■ EXERCISE DIRECTIONS: Please set down word for word every line from the one holding "Keypoint placement: for each instance of the snow-covered" to the end of the data below, both included.
•••••
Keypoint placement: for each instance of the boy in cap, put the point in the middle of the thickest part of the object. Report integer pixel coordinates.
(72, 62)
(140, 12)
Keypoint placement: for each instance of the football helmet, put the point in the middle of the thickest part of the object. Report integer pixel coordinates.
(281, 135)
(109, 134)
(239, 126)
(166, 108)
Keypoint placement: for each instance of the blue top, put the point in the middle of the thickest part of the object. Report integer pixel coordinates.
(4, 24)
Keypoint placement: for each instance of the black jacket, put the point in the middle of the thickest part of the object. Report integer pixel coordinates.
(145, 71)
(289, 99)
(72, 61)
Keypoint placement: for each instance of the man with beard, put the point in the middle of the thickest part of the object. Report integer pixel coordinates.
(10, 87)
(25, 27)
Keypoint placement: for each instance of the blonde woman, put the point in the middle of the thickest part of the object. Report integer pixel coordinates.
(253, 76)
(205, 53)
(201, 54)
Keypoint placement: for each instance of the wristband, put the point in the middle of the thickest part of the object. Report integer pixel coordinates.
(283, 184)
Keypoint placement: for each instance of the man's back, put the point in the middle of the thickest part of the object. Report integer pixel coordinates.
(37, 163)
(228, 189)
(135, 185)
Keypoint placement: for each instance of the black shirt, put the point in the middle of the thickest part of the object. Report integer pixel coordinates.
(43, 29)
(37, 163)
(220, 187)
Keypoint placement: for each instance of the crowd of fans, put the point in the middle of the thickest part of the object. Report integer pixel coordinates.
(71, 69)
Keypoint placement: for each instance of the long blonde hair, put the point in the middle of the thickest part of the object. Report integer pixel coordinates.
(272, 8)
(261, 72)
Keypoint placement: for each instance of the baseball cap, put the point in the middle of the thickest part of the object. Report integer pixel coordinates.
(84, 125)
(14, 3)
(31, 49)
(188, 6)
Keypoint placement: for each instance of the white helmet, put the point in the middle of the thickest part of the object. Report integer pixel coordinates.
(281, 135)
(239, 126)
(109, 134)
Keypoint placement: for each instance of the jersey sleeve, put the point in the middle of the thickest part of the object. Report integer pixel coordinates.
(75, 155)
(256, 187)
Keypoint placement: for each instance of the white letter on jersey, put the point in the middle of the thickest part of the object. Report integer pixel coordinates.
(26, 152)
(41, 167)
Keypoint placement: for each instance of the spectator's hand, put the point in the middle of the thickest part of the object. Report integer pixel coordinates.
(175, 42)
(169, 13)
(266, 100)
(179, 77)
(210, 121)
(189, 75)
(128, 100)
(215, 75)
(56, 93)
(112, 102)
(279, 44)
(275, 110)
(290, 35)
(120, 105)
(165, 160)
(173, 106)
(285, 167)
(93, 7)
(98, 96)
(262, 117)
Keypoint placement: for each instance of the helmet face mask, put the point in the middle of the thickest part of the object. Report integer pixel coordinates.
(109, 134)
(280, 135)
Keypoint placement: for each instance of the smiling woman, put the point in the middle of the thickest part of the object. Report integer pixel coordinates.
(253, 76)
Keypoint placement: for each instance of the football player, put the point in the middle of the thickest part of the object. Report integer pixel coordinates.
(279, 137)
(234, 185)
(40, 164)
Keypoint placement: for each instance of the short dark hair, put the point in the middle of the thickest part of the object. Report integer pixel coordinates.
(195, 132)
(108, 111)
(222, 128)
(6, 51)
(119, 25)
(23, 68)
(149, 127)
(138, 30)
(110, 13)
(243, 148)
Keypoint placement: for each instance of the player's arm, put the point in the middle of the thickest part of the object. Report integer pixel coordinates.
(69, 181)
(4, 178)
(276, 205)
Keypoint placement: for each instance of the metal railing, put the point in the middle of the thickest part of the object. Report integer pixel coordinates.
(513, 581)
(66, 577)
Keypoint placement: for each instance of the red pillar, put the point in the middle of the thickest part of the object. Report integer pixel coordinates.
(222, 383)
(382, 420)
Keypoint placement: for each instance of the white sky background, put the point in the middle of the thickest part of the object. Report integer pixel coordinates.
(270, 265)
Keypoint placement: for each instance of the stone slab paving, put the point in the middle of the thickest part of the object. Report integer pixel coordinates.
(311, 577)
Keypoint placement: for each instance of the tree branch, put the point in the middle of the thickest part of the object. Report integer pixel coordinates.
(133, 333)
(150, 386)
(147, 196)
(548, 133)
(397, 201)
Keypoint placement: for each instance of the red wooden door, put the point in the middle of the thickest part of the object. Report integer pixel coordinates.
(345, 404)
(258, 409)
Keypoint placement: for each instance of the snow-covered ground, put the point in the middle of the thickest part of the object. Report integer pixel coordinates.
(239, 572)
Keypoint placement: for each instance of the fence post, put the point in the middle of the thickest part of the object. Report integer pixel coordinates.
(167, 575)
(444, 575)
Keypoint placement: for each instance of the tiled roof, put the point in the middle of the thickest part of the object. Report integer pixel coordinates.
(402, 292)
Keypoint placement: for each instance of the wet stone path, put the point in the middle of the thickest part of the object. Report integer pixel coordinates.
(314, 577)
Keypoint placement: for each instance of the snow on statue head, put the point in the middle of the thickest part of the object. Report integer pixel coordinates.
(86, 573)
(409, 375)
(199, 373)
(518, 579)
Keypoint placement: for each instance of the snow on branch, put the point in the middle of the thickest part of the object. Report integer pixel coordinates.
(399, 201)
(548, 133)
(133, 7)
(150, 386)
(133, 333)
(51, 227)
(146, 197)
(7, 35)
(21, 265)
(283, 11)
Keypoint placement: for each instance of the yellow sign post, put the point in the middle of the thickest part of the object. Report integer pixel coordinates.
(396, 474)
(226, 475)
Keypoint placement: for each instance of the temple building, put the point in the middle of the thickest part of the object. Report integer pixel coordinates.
•••••
■ SOLUTION FOR THIS TASK:
Keypoint placement: for each instance of the snow-covered ground, put the point in the middle of the thickest part of the object. Report integer pixel coordinates.
(239, 572)
Keypoint placement: for each instance of the fence post, put the point in the middle of the thickest part of the object. Report integer pixel coordinates.
(167, 575)
(444, 575)
Keypoint placement: for each instance of the tiled roof, put the point in the middle of the thickest part of the object. Report integer pixel coordinates.
(402, 292)
Keypoint placement: for each instance of the wet stone path, put the point in the middle of the thickest part of the object. Report integer pixel coordinates.
(314, 577)
Keypoint placement: for each instance of the snow on statue head, put the point in the middle of the thickest part of the object. Report integer pixel coordinates.
(86, 573)
(409, 375)
(199, 373)
(518, 579)
Keypoint placement: for each instance of the snow on branch, put the point in the middle of the thickest part of the object. Report integer pixel coordinates.
(399, 201)
(548, 133)
(133, 7)
(150, 386)
(133, 333)
(51, 227)
(146, 197)
(7, 35)
(21, 265)
(283, 11)
Keypoint placement: for each instance of the yellow sign post, put the point in the middle of the thickest part of the object. Report integer pixel coordinates.
(396, 474)
(226, 475)
Keypoint placement: for each instance of the temple building, put the point in the middle of the thickest part of the object. Report integer pixel coordinates.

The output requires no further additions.